──────── Information provided

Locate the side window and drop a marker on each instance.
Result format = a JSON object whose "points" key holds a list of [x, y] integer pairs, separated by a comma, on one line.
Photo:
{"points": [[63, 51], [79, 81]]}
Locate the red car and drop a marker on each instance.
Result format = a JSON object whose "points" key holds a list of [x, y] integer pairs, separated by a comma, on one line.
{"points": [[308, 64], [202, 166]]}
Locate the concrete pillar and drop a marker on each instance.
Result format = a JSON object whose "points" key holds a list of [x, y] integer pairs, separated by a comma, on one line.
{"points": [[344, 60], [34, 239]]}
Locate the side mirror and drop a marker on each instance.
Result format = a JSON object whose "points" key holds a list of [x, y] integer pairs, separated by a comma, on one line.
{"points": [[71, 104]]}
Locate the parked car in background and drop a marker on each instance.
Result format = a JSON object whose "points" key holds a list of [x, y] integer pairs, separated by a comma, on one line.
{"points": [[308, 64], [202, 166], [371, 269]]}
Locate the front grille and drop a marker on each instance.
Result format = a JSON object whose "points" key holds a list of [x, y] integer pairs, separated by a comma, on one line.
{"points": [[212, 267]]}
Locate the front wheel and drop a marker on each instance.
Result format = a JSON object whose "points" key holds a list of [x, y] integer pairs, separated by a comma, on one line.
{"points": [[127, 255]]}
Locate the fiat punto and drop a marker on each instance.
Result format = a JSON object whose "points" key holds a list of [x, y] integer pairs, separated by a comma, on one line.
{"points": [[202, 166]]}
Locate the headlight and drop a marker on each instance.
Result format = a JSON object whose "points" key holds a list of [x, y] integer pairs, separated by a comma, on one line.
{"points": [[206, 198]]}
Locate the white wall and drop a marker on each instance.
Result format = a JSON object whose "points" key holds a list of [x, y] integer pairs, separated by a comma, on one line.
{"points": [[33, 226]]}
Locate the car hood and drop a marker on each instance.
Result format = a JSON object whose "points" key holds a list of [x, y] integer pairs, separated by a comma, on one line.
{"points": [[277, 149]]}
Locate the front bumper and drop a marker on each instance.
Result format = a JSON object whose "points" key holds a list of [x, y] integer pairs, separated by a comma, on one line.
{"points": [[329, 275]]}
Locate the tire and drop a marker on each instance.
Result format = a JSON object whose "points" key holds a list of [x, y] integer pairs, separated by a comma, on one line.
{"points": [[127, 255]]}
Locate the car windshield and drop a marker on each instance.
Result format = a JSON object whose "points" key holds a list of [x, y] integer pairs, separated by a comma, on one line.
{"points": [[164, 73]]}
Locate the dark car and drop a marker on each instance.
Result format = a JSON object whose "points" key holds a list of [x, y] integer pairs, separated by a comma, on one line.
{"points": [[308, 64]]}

────────────────

- Task: Could you quote, exactly as they appear, the line containing "Locate the car hood" and every line after it to the end of the records above?

- Full output:
Locate the car hood and drop a marker on each instance.
Result format = a JSON object whose "points" key holds a list of [x, y] integer pairs, separated by a comma, on one line.
{"points": [[277, 149]]}
Locate the front bumper and drop a marker on each instance.
Result format = a JSON object whose "points" key holds a list of [x, y] integer pairs, separated by a comma, on one line.
{"points": [[329, 275]]}
Locate the tire and drop a marker on each instance.
Result format = a JSON object whose "points" key holds a list of [x, y] integer pairs, separated by a comma, on one line.
{"points": [[127, 255]]}
Locate the car windshield and drop a marker on each instance.
Result format = a JSON object whose "points" key holds a list of [x, y] integer pairs, separated by a comma, on one line.
{"points": [[164, 73]]}
Locate the dark car and drop a marker on each instance.
Result format = a JSON object whose "points" key holds a list of [x, y] integer pairs, separated by a comma, on one line.
{"points": [[308, 64]]}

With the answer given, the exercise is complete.